GIVEN REQUEST >>
Format the records below as a two-column CSV with the headers text and answer, one row per record, putting each record's full wording and its points in their own quoted fields with line breaks replaced by spaces. Leave the pictures out.

RECORDS FOR THIS TASK >>
--
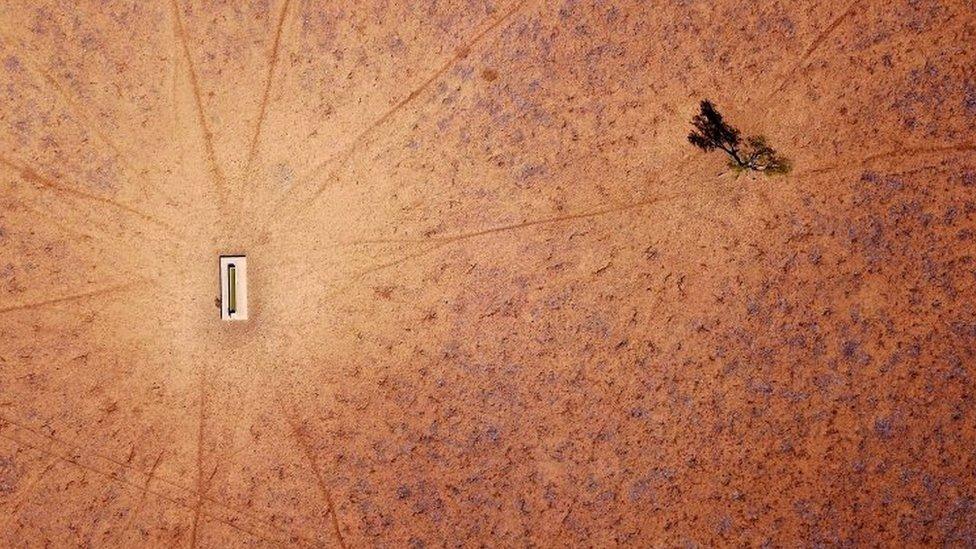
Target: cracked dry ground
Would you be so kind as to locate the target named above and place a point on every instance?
(496, 298)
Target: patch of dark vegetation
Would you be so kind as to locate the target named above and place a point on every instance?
(754, 154)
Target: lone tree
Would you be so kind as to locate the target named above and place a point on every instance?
(712, 132)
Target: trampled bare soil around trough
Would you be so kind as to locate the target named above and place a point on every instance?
(495, 296)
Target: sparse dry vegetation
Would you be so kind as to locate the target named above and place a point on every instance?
(712, 132)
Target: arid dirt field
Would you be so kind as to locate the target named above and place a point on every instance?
(496, 297)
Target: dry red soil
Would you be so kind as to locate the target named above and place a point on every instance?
(496, 298)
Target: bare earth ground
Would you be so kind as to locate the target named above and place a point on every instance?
(496, 298)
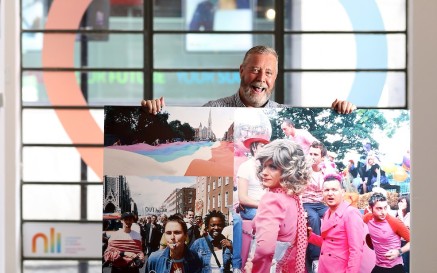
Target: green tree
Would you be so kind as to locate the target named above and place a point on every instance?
(340, 133)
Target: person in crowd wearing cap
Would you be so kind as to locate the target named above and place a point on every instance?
(214, 249)
(151, 235)
(386, 232)
(342, 232)
(176, 257)
(279, 226)
(300, 136)
(258, 74)
(312, 199)
(124, 250)
(195, 231)
(249, 191)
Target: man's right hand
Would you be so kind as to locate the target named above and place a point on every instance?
(153, 106)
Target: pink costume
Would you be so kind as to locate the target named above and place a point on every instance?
(386, 235)
(341, 240)
(303, 138)
(276, 220)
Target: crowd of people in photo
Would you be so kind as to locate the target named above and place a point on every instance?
(290, 200)
(178, 243)
(299, 221)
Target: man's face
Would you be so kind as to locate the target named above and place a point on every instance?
(316, 156)
(332, 193)
(198, 221)
(258, 75)
(174, 235)
(287, 129)
(127, 223)
(380, 210)
(215, 227)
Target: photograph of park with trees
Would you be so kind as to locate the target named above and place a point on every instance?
(177, 142)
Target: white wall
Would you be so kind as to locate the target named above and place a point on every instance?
(9, 139)
(2, 142)
(423, 76)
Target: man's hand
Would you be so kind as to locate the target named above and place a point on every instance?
(309, 230)
(343, 106)
(249, 265)
(153, 106)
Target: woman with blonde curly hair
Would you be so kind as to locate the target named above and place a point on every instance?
(280, 237)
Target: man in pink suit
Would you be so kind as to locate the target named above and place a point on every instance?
(341, 239)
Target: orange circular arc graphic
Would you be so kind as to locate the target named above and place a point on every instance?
(62, 87)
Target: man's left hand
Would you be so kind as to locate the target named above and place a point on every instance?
(343, 106)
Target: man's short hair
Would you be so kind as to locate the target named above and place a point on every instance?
(127, 215)
(376, 197)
--
RESULT FOR THIS TASK >>
text,answer
"Target: cracked dry ground Would you be so kind as to locate the target named above and place a point on every instance?","(496, 298)"
"Target: patch of dark vegetation Would you be so kind as to locate the target named above and place a point on every instance?","(754, 154)"
"Target: lone tree Would you be so kind as to locate the target named above and place a point on every instance?","(712, 132)"
"Target: trampled bare soil around trough Would you be so kind as to locate the target named above and place a point on every instance?","(495, 296)"
"Target: sparse dry vegetation Would you be so kind as to locate the target named above and place a point on every instance?","(712, 132)"
"Target: arid dirt field Would you be so kind as to locate the target named above and place a point on every instance?","(496, 297)"
"Target: dry red soil Would you be so kind as to locate the target named above and place a point on every instance?","(496, 298)"
"Target: bare earth ground Would you be so kind as to locate the target named above and place a point on every instance?","(496, 298)"
"Target: green tree Would you be so kind as to locate the target named above and place a point on every instance?","(340, 133)"
"Target: person in crowd wearing cap Would you be so kind as to locate the target named above and place a point on every instance?","(214, 249) (151, 235) (386, 232) (342, 232) (176, 257) (279, 226) (300, 136) (258, 74) (312, 199) (124, 250) (195, 231) (249, 191)"
"Target: man's right hand Would you be so kind as to locate the target named above and place a point on every instance?","(153, 106)"
"Target: pink costume Would you be so kind as to locate the target named above and place a point on every instance?","(386, 235) (341, 240) (303, 138) (276, 220)"
"Target: crowd of people in photo Would you be so kind as to locate the target named above and place a point on every instance?","(290, 200) (178, 243) (299, 221)"
"Target: man's face Would you be so kind as to locate the target named above and place a point on every instance?","(316, 156) (332, 193) (198, 221) (258, 75) (174, 235) (287, 129) (127, 223) (380, 210) (215, 227)"
"Target: photograph of park with trees Would you be so kind as to locate the target named above and place a point on every instance?","(177, 142)"
"Target: white wall Would you be so kind as to locate the target named above and place a point on every instance?","(9, 139) (2, 142) (423, 76)"
"Target: man's hand Would you be so kind as to locate the target named above and place a point on every instance?","(309, 230) (343, 106) (249, 265) (153, 106)"
"Target: woman with blonde curly hair Would you be so kind as to locate the target named above and place a point on every instance?","(280, 237)"
"Target: man in pink suit Would you be so kind as to locate the target named above and place a point on every instance?","(341, 239)"
"Target: orange circular arc graphic Would you be so kind as to locate the target named above and place a point on every instance?","(62, 87)"
"Target: man's left hand Would you be so kind as to locate the target named above and place a point on every instance?","(343, 106)"
"Target: man's short hair Would you be so kind as to locate the target named above and place a point on every instance?","(127, 215) (376, 197)"